> _KUTIPAN DOKUMEN_:
★ ★ ★ ★ ★
Pertanda sebelum Marissa Haque Meninggal Diungkap Ustadz Yusuf Mansur, Sabda Rasulullah tentang Firasat Mukmin

Sebelum meninggal dunia, Marissa Haque sudah memiliki firasat yang lantas tampak dalam ucapan-ucapannya

oleh Liputan6.com diperbarui 04 Okt 2024, 00:30 WIB
Potret Marissa Haque terbaru. (Liputan6.com/IG/marissahaque)

Liputan6.com, Cilacap - Kabar mengejutkan datang dari dunia hiburan Indonesia. Salah seorang artis papan yang merupakan istri penyayi Rock ‘n Roll Ikang Fawzi, Marissa Haque meninggal dunia pada Rabu (02/10/2024) di usia 61 tahun.

Sebelum kepergiannya, berdasarkan penuturan teman-teman dan orang terdekatnya, Marrisa Haque mengatakan sesuatu yang boleh jadi merupakan firasat dirinya tidak akan lama lagi hidup di dunia.

Kepada teman-temannya, ia mengatakan, jika dirinya meninggal dunia maka ia ingin di makamkan di TPU Tanah Kusir. Tak hanya itu, isyarat serupa juga disampaikannya kepada mahasiswanya.

Hal ini sebagaimana dijelaskan Ustadz Yusuf Mansur melalui Insta Storynya @yusufmansurnew pada Rabu (3/10/2024). Dia mengungkap bahwa Marissa Haque pernah membahas soal kematian saat almarhumah mentraktir mahasiswanya minggu lalu.
★ ★ ★ ★ ★
> _SOAL LATIHAN_:
A. Cetak ulang tanpa perubahan bagian artikel tentang wafatnya Marissa Haque, mulai dari "Pertanda sebelum Marissa" dan berakhir pada "usia 61 tahun.".
B. Sebutkan setiap baris di bawah yang memuat kata "door", dengan membedakan huruf besar dan kecil.
★ ★ ★ ★ ★
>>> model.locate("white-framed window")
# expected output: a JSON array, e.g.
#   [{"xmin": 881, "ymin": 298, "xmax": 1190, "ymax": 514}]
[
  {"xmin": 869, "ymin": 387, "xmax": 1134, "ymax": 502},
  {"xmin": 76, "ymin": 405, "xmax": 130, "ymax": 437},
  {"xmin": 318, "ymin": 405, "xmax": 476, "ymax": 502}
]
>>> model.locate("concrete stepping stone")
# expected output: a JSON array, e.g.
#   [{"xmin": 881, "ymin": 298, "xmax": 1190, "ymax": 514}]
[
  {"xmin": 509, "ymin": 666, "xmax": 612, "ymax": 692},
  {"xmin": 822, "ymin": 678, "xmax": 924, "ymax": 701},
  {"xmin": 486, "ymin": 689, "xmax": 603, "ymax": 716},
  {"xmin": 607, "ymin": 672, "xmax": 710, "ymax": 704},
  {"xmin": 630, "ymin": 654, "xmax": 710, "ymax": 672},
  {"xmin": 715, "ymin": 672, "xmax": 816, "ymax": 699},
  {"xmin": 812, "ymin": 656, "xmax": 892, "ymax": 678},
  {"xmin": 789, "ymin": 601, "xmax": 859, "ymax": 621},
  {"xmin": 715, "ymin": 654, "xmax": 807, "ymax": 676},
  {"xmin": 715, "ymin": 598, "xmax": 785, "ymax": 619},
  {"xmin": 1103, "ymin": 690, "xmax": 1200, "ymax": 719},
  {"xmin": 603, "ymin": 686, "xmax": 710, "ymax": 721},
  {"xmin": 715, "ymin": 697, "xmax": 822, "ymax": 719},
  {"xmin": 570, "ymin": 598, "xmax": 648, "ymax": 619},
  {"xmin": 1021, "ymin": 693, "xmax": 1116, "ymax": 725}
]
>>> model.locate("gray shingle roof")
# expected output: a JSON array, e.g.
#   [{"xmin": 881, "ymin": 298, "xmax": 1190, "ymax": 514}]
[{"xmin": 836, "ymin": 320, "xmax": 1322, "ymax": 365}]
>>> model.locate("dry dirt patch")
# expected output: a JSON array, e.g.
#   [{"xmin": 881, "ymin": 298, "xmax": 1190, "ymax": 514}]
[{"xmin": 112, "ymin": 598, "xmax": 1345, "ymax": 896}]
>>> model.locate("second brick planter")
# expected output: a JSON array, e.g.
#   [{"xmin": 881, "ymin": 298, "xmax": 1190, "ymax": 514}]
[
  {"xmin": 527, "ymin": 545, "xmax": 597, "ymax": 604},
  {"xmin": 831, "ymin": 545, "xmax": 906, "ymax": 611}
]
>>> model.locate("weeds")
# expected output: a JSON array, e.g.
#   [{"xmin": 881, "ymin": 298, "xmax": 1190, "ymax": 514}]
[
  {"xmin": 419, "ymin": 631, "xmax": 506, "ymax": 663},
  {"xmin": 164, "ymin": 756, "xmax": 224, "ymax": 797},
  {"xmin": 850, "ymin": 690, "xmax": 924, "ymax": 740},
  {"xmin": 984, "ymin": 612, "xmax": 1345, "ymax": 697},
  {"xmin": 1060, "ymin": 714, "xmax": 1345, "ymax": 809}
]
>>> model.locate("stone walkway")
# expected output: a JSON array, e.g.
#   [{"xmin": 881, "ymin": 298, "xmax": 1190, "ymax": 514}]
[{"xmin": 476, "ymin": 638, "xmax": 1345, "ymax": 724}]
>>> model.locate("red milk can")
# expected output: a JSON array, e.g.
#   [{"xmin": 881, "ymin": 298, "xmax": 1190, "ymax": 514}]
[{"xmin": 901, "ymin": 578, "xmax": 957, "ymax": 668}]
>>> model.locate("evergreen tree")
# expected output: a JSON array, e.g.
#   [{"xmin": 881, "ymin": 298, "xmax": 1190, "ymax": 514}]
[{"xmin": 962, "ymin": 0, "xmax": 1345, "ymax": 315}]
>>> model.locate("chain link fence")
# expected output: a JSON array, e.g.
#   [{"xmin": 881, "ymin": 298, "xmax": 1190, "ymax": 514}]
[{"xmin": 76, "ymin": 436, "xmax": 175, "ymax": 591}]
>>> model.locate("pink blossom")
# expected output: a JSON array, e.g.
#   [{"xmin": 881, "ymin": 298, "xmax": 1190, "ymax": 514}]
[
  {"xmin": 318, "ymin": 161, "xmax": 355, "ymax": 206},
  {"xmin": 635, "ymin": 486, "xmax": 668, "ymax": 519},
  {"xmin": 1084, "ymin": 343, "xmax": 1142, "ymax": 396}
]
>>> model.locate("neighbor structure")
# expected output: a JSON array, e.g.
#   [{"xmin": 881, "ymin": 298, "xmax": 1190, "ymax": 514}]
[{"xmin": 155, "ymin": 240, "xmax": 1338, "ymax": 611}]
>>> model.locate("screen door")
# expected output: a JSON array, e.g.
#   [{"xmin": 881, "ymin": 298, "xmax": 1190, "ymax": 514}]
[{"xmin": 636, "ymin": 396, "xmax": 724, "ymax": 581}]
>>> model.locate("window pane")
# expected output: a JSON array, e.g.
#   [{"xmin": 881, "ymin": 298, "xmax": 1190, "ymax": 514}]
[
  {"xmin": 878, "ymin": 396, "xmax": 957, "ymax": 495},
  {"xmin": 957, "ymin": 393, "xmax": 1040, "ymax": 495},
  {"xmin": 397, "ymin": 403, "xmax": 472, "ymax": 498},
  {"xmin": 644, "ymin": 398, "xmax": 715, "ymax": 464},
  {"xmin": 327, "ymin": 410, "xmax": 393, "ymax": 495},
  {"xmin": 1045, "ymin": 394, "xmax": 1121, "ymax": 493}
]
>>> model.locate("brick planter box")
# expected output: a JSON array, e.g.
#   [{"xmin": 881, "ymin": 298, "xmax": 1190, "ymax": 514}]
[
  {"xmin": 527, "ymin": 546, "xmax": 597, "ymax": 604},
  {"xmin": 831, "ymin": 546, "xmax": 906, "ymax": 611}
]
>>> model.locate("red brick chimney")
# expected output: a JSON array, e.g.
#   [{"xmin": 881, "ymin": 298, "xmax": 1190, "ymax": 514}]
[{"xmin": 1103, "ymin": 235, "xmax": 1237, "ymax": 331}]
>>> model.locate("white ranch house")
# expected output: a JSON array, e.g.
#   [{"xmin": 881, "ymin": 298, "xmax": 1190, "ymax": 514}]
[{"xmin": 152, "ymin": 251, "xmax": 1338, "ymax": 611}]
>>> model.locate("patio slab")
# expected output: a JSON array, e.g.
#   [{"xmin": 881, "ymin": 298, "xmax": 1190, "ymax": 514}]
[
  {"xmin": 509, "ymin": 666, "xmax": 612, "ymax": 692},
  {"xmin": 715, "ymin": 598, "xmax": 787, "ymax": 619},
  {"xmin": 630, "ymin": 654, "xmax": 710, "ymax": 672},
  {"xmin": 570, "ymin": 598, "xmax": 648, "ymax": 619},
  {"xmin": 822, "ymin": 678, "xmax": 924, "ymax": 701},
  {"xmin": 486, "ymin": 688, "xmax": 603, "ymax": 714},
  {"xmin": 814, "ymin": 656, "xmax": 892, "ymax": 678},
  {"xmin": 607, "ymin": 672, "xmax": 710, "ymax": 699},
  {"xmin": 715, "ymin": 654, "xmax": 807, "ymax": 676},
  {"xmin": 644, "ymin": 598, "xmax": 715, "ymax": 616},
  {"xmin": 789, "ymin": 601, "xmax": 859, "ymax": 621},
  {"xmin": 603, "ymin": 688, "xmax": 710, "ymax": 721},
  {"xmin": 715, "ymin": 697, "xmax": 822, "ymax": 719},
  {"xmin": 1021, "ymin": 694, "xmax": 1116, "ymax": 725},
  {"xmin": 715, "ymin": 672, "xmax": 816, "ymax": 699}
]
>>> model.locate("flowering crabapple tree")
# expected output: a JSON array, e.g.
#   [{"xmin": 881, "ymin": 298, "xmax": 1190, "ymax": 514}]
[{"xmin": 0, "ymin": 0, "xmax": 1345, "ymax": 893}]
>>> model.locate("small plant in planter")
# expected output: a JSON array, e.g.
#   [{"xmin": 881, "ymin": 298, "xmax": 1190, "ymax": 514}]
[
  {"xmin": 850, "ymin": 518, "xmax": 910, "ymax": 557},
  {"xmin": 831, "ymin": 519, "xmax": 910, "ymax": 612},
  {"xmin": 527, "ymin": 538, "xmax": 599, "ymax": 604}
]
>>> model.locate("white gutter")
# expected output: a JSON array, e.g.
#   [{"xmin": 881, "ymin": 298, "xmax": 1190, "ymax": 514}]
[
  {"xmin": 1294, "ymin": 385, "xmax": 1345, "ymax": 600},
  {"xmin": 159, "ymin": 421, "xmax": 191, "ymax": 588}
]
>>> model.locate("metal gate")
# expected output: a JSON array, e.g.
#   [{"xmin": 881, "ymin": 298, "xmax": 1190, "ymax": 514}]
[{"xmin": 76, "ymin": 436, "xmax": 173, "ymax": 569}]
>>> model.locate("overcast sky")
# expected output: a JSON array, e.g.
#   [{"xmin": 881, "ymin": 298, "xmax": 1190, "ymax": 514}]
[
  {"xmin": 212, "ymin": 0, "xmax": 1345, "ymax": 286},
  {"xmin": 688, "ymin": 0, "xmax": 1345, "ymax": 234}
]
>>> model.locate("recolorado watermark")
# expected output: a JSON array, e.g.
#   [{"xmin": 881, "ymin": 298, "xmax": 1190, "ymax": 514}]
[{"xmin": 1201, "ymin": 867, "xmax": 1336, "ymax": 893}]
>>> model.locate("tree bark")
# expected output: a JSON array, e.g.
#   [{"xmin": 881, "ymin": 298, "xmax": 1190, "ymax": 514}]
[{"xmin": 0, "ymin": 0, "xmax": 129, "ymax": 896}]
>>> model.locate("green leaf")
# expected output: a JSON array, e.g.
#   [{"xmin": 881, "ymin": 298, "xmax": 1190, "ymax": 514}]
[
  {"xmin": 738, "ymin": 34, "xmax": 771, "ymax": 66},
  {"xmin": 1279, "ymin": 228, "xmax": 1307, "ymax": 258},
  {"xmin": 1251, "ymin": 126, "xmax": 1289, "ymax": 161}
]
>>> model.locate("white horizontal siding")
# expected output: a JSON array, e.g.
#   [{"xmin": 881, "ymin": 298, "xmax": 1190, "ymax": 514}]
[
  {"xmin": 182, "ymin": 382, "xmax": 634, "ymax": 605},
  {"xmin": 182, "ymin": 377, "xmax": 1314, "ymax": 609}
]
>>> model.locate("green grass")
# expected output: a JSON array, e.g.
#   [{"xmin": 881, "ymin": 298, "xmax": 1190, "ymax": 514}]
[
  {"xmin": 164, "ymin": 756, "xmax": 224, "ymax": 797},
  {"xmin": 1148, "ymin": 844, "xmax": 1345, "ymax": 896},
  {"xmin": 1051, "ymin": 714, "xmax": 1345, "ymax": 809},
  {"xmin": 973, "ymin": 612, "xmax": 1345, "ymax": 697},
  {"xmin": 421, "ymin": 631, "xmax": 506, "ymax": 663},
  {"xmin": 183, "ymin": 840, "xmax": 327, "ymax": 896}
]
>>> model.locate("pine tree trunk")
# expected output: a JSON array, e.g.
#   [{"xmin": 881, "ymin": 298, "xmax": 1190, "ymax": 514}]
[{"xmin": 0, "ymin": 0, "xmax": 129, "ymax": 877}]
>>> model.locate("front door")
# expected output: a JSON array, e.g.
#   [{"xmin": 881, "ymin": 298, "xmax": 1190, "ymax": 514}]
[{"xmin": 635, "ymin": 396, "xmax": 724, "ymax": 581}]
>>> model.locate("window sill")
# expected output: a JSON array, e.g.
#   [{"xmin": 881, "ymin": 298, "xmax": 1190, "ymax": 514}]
★ ★ ★ ★ ★
> _JAWABAN PER TUGAS_:
A.
Pertanda sebelum Marissa Haque Meninggal Diungkap Ustadz Yusuf Mansur, Sabda Rasulullah tentang Firasat Mukmin

Sebelum meninggal dunia, Marissa Haque sudah memiliki firasat yang lantas tampak dalam ucapan-ucapannya

oleh Liputan6.com diperbarui 04 Okt 2024, 00:30 WIB
Potret Marissa Haque terbaru. (Liputan6.com/IG/marissahaque)

Liputan6.com, Cilacap - Kabar mengejutkan datang dari dunia hiburan Indonesia. Salah seorang artis papan yang merupakan istri penyayi Rock ‘n Roll Ikang Fawzi, Marissa Haque meninggal dunia pada Rabu (02/10/2024) di usia 61 tahun.

B.
>>> model.locate("screen door")
>>> model.locate("front door")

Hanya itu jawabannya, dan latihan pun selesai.